• _Gegeven tekst_
☆ ☆ ☆ ☆ ☆ ☆ ☆

ECLI:NL:GHAMS:2010:BL7200

Gerechtshof Amsterdam

Datum uitspraak
9 maart 2010
Publicatiedatum
5 april 2013
Zaaknummer
23-003851-09
Instantie
Gerechtshof Amsterdam
Type
Uitspraak
Rechtsgebied
Strafrecht
Procedures
  • Hoger beroep
Rechters
Vindplaatsen
  • Rechtspraak.nl
AI samenvatting door LexboostAutomatisch gegenereerd

Hoger beroep inzake inbraak in auto met schadevergoeding aan benadeelde partij

In deze zaak heeft het gerechtshof Amsterdam op 9 maart 2010 uitspraak gedaan in hoger beroep tegen een vonnis van de politierechter in de rechtbank Amsterdam. De verdachte is veroordeeld voor het inbreken in een auto, waarbij schade is toegebracht aan het voertuig. De politierechter had de verdachte eerder veroordeeld tot een gevangenisstraf van vier maanden, met aftrek van voorarrest, en had een schadevergoeding van 242,23 euro opgelegd aan het slachtoffer.

☆ ☆ ☆ ☆ ☆ ☆ ☆

• _Aangeleverde gegevens_
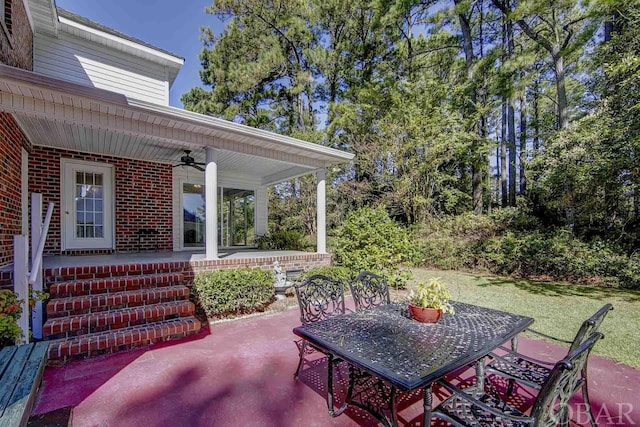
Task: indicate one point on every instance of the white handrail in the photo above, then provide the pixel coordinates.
(33, 276)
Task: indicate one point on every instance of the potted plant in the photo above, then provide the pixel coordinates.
(429, 301)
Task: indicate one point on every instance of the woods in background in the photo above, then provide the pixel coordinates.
(451, 107)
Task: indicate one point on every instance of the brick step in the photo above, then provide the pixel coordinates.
(112, 284)
(123, 339)
(63, 274)
(72, 306)
(70, 326)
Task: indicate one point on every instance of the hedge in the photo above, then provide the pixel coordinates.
(231, 292)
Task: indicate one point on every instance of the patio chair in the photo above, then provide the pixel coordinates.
(319, 297)
(475, 408)
(532, 372)
(369, 290)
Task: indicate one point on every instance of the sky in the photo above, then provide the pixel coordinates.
(172, 25)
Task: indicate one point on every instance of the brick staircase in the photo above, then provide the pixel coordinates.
(103, 309)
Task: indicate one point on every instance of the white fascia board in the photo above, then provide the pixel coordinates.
(161, 57)
(238, 129)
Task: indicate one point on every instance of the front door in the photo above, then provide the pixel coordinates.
(87, 201)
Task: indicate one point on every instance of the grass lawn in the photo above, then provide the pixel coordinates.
(558, 308)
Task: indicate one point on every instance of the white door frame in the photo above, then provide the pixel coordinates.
(68, 169)
(179, 222)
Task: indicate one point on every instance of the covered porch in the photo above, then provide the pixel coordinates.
(115, 169)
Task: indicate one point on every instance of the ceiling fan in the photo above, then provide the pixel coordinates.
(187, 160)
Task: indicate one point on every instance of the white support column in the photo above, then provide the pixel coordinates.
(321, 210)
(36, 232)
(262, 211)
(20, 281)
(211, 203)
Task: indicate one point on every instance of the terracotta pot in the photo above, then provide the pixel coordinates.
(425, 315)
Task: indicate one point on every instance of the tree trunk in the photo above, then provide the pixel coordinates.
(477, 159)
(523, 143)
(563, 112)
(503, 155)
(511, 128)
(536, 119)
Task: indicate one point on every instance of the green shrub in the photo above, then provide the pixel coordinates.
(10, 312)
(511, 242)
(370, 240)
(230, 292)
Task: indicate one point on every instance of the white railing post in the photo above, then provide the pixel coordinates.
(36, 233)
(20, 283)
(37, 262)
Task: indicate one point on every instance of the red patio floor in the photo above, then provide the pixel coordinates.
(240, 373)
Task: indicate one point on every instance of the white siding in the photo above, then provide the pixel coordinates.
(77, 60)
(262, 211)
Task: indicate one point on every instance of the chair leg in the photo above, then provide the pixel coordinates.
(303, 347)
(585, 397)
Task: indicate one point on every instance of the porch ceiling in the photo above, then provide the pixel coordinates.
(44, 132)
(66, 115)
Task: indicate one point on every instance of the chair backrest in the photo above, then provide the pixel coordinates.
(320, 297)
(590, 326)
(552, 403)
(369, 290)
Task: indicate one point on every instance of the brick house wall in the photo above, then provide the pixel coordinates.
(143, 198)
(16, 50)
(16, 37)
(12, 140)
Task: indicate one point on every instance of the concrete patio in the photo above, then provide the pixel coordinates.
(240, 373)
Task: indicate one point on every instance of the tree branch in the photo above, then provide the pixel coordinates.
(526, 28)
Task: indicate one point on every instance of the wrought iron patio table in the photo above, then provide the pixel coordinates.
(389, 353)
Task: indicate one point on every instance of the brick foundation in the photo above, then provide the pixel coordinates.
(12, 140)
(143, 198)
(188, 269)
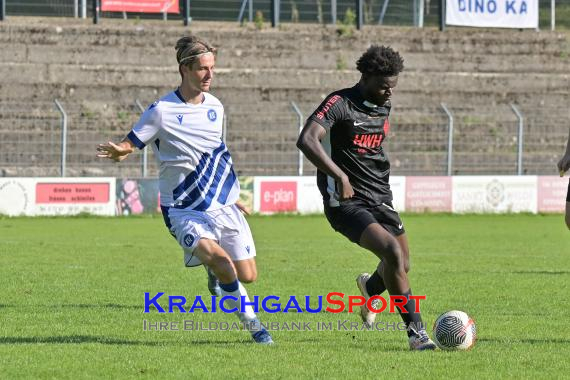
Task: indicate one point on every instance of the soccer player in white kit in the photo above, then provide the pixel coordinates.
(199, 189)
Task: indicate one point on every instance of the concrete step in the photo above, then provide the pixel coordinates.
(326, 58)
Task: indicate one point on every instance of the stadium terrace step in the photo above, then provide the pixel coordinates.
(97, 72)
(28, 73)
(325, 59)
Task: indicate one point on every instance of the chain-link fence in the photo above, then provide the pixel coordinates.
(418, 142)
(385, 12)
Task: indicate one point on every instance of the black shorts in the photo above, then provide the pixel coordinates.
(352, 218)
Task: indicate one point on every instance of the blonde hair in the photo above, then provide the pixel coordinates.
(190, 48)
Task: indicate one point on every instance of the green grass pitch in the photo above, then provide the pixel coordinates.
(72, 297)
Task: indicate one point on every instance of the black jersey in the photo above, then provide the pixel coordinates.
(356, 130)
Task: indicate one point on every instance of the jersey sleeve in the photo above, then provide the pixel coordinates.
(146, 129)
(329, 112)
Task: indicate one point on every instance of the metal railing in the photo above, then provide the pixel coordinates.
(37, 141)
(383, 12)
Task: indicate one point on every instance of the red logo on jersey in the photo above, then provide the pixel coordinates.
(386, 127)
(368, 141)
(321, 114)
(372, 140)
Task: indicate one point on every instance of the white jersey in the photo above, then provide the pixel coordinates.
(196, 170)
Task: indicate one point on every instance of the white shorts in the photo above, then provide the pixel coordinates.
(227, 226)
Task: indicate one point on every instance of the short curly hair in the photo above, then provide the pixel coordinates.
(380, 60)
(189, 48)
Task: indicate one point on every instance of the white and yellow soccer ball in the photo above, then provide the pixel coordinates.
(454, 330)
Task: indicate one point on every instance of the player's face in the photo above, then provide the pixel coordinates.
(379, 89)
(199, 76)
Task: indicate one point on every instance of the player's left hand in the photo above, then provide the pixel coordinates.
(243, 208)
(564, 164)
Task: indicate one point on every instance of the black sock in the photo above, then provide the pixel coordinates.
(412, 319)
(375, 284)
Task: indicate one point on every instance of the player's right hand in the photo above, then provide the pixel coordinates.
(564, 164)
(345, 190)
(113, 151)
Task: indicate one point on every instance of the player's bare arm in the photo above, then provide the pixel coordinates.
(116, 152)
(564, 163)
(309, 143)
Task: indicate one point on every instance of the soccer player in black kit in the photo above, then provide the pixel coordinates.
(343, 139)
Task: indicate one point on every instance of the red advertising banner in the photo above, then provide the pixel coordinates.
(140, 6)
(72, 192)
(278, 196)
(552, 193)
(428, 194)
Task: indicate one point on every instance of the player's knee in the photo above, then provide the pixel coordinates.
(247, 278)
(220, 263)
(394, 256)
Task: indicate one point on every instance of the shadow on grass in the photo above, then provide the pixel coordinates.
(553, 272)
(526, 340)
(75, 339)
(95, 306)
(80, 339)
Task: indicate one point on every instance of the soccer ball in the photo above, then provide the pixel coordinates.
(454, 330)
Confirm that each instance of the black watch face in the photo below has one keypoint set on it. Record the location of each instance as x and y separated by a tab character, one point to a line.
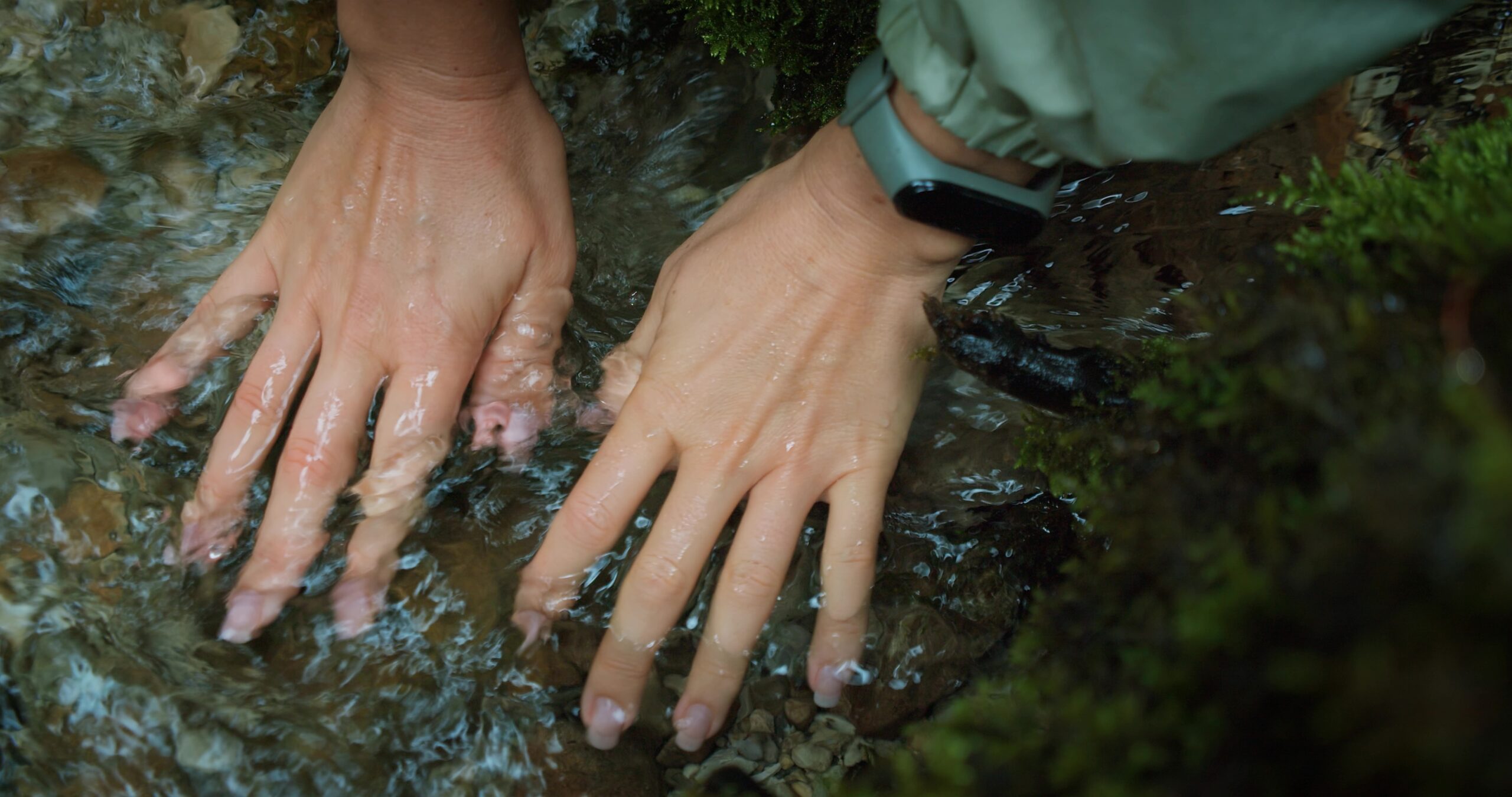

☆ ☆ ☆ ☆ ☆ ☆ ☆

Schrijf de tekst over het hoger beroep in de zaak van de inbraak in een auto verder, vanaf na de laatste zin.

• _Geschreven antwoord_
Het hof bevestigt het vonnis van de politierechter, maar vernietigt de strafoplegging en de motivering daarvan. Het hof oordeelt dat de benadeelde partij niet rechtsgeldig in het geding is gevoegd, omdat het voegingsformulier pas na de sluiting van het onderzoek ter terechtzitting was ontvangen. Desondanks oordeelt het hof dat de verdachte de schade aan het slachtoffer moet vergoeden en legt een schadevergoedingsmaatregel op.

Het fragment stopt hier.